[Aim of the exercise] Please restate every record below word for word.

[Recorded data]
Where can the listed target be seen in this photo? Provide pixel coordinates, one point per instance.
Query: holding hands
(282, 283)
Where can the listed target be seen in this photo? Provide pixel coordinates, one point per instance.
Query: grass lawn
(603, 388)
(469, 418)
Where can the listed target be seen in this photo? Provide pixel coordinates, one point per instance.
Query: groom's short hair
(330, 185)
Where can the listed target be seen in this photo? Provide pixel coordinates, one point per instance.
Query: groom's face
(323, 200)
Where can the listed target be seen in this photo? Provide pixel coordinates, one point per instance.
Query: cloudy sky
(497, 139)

[Result of the task]
Where can the listed target be seen in this photo? Provide pixel coordinates, one point per instance.
Query: holding hands
(282, 283)
Where can the listed target be seen in this photo? Provide pixel coordinates, one point per instance.
Query: grass lawn
(603, 388)
(469, 418)
Where can the listed target be seen in this photo? Provide pixel coordinates, one point per instance.
Query: groom's short hair
(330, 185)
Where can the listed target be seen in this photo? Provide pixel coordinates, one point per instance.
Query: groom's face
(323, 200)
Where can the listed target be seen in this photo? Provide pixel coordinates, one point per instance.
Query: cloudy sky
(497, 139)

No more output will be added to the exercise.